**Work instructions**
Any picture must be dropped, but each line of the data should be duplicated exactly.
┏━━
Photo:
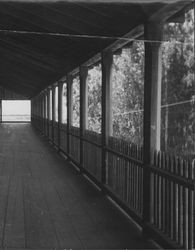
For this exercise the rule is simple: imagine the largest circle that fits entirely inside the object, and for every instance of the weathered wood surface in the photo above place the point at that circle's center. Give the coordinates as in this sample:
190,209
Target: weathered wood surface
46,204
┗━━
**Answer space**
Photo:
For this exercise the rule is simple: imagine the largest circle that fits entirely inside the object, and for every instance of the weathered wood surface in the photo above place the point at that circle's center. Give the coordinates as in this sample:
190,209
Target: weathered wood surface
46,204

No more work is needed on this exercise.